_課題一覧:_
A. カフェの紹介文をもとに、次の問いに答えてください。
(i) ニセコ野菜のサンドイッチの価格（税込）はいくらですか。
(ii) サンドイッチのバンズは、どこの石窯と薪で焼いたパンですか。
(iii) カフェの食事や飲み物は、店舗内でどのようにして楽しむよう勧められていますか。
B. カフェの紹介文のうち、「ニセコ野菜のサンドイッチ 770円(税込)」を含む語句で始まり「ンチに腰かけて楽しんでみて。」で終わる部分を、一字一句変えずに書き写してください。

北海道の魅力と美容をたっぷり感じるカフェ

ニセコ野菜のサンドイッチ 770円(税込)
⾁は使わず、ニセコ産の新鮮な野菜で作ったヘルシーなベジタブルサンドイッチ。シャキシャキとした鮮度満点の野菜のうまみを、存分に感じていただけるサンドイッチ。バンズはニセコ本店の近くに店舗をかまえる「奥⼟農場」の⽯窯と薪で焼いたパン。ニセコの恵みと美味しさを堪能してみて
※旬の野菜で作るため、季節によって内容変更あり

カフェでは、軽⾷やドリンクが楽しめるメニューを用意。ニセコならではの素材を使ったサンドイッチや、ビューティーブランドのこだわりを発揮したスイーツとドリンクなど、北海道の魅⼒と美容をたっぷり取り⼊れた⾷事や飲み物を、店舗内のベンチに腰かけて楽しんでみて。

[左] ⼆世古酒造の酒粕発酵ブリュレエスプレッソ ソースがけ 583円(税込)

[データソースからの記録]

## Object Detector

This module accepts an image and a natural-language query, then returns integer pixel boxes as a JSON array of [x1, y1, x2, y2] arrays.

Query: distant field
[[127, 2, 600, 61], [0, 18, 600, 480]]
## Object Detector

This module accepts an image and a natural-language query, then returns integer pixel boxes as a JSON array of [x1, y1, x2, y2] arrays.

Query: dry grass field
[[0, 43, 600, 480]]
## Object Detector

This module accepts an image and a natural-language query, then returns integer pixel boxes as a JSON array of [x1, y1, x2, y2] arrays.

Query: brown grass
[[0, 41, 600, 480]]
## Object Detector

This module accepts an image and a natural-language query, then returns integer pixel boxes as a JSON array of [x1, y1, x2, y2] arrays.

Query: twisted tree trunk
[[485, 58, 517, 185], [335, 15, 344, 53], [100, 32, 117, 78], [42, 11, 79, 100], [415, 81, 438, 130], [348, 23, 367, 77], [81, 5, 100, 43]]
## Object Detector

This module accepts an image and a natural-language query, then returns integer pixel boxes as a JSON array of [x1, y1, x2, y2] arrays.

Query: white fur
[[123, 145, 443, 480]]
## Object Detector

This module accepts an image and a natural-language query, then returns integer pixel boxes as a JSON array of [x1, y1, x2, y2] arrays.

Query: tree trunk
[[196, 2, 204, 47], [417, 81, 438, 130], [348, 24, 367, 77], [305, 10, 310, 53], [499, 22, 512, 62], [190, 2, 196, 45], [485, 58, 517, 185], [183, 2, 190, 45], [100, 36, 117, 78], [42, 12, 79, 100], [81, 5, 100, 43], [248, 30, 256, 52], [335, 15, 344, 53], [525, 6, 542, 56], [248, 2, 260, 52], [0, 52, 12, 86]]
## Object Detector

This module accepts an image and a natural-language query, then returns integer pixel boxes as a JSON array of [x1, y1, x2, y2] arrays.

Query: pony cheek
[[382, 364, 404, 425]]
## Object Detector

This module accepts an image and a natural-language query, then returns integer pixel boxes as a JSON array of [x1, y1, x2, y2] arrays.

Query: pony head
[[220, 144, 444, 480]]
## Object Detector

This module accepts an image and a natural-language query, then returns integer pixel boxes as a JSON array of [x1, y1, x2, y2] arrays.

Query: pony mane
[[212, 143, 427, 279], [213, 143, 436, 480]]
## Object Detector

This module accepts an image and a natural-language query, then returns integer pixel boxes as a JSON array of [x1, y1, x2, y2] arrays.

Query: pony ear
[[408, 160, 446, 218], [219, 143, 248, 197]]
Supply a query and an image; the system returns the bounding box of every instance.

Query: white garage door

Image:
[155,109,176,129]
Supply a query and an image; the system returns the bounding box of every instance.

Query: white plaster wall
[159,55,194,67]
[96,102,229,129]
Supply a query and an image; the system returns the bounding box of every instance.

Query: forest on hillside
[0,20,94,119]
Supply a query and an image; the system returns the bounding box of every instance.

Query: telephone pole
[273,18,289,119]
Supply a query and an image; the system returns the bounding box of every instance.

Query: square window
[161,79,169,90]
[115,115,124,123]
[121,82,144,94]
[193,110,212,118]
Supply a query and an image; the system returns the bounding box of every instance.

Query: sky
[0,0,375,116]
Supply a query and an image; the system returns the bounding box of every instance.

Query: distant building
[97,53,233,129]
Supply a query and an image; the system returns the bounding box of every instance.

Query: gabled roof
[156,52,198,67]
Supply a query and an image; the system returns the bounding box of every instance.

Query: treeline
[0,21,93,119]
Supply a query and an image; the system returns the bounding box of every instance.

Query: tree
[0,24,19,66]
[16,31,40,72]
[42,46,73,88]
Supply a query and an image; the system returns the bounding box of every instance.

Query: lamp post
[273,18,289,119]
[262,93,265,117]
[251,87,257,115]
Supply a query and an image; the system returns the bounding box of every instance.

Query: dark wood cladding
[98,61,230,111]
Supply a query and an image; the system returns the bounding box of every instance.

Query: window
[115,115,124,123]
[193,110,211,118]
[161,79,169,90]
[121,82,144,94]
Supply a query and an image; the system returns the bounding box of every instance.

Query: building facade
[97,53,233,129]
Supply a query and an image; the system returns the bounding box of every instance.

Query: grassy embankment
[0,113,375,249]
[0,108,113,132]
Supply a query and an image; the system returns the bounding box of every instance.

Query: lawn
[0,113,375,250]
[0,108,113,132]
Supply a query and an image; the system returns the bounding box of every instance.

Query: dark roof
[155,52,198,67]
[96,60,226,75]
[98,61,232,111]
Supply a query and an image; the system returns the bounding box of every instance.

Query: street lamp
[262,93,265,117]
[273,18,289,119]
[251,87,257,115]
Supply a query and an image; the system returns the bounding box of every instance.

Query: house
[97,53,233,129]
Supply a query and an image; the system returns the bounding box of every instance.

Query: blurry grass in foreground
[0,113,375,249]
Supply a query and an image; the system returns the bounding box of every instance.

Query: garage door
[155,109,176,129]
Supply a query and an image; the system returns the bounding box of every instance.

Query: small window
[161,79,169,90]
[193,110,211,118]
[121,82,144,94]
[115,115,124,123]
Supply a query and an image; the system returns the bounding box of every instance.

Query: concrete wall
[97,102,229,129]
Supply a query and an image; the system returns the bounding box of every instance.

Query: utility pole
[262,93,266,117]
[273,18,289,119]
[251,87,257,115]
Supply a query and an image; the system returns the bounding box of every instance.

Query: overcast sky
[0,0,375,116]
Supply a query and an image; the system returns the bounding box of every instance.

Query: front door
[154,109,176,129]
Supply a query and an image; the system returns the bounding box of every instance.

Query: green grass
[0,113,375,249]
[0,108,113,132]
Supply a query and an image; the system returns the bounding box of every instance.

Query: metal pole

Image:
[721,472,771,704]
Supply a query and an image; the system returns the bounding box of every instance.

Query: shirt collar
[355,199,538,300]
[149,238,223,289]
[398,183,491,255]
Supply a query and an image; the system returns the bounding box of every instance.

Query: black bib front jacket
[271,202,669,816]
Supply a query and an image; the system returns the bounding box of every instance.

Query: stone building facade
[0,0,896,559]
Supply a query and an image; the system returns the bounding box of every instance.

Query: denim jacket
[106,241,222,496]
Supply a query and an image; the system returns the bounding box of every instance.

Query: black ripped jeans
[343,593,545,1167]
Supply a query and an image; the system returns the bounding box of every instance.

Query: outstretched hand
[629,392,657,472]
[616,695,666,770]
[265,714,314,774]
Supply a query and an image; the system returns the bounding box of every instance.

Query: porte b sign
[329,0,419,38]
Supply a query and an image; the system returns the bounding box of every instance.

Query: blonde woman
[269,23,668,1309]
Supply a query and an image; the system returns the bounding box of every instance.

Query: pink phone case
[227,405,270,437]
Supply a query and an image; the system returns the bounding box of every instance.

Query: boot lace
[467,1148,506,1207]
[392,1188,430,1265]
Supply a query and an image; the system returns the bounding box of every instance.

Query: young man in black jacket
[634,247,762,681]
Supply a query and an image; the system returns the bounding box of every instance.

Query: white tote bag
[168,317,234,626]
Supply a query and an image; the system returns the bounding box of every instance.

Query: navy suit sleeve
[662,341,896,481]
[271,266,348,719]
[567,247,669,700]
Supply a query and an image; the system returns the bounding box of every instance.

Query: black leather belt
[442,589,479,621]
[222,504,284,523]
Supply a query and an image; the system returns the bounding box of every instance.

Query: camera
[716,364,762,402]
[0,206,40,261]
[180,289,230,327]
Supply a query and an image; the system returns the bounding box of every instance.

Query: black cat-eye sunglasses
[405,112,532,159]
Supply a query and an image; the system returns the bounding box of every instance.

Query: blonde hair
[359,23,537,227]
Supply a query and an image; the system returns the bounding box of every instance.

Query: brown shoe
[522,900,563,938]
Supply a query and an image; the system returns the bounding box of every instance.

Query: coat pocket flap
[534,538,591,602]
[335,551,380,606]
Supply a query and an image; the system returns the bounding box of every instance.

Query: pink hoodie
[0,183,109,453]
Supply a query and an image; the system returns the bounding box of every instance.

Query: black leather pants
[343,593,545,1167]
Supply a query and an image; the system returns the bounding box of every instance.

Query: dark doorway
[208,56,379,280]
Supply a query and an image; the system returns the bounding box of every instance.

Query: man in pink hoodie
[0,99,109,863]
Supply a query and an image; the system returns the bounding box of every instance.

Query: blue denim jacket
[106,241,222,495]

_課題の解答:_
A.
(i) 770円（税込）です。
(ii) ニセコ本店の近くに店舗をかまえる「奥⼟農場」の石窯と薪で焼いたパンです。
(iii) 店舗内のベンチに腰かけて楽しむよう勧められています。

B.
ニセコ野菜のサンドイッチ 770円(税込)
⾁は使わず、ニセコ産の新鮮な野菜で作ったヘルシーなベジタブルサンドイッチ。シャキシャキとした鮮度満点の野菜のうまみを、存分に感じていただけるサンドイッチ。バンズはニセコ本店の近くに店舗をかまえる「奥⼟農場」の⽯窯と薪で焼いたパン。ニセコの恵みと美味しさを堪能してみて
※旬の野菜で作るため、季節によって内容変更あり

カフェでは、軽⾷やドリンクが楽しめるメニューを用意。ニセコならではの素材を使ったサンドイッチや、ビューティーブランドのこだわりを発揮したスイーツとドリンクなど、北海道の魅⼒と美容をたっぷり取り⼊れた⾷事や飲み物を、店舗内のベンチに腰かけて楽しんでみて。